→ Required action: Output the full listing below exactly as it reads, and skip anything that is a picture.

═══ Extracted material

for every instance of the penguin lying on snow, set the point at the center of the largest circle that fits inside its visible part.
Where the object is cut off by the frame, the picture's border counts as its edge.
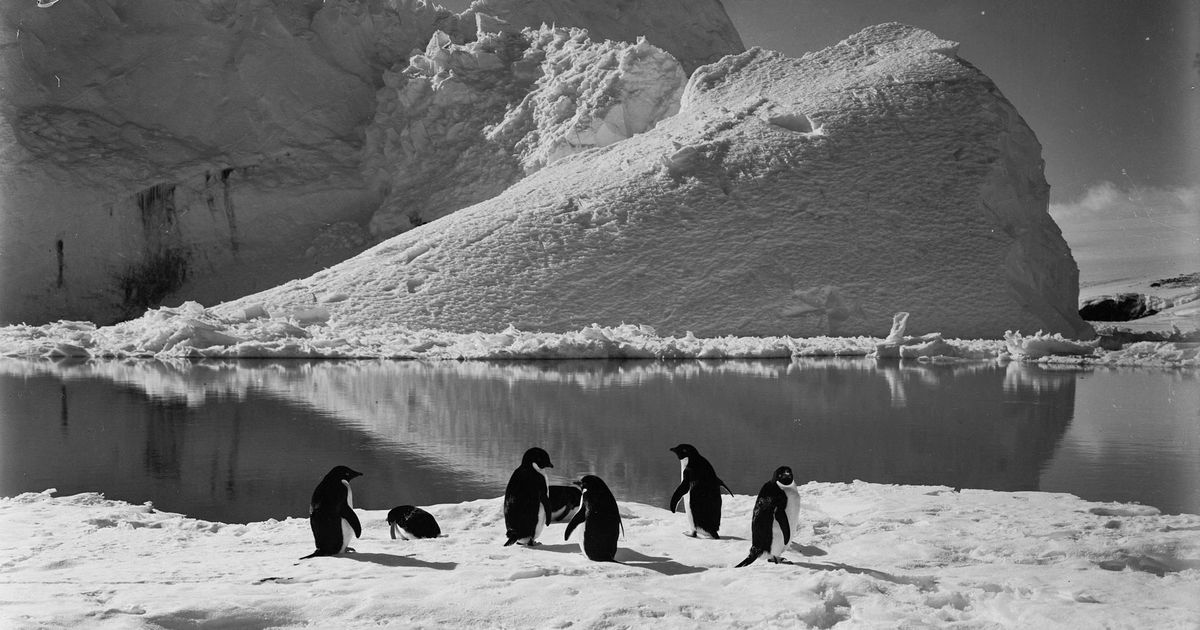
(564, 501)
(412, 522)
(700, 491)
(775, 515)
(527, 499)
(600, 519)
(331, 513)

══════

→ Solution below:
for every instance of the penguin lying on snow, set the point at the center of the largest circle that fits inside its visible part.
Where the object is cut off by the frame, the picture's border counts as its edge.
(564, 501)
(412, 522)
(700, 491)
(775, 515)
(527, 499)
(600, 519)
(331, 513)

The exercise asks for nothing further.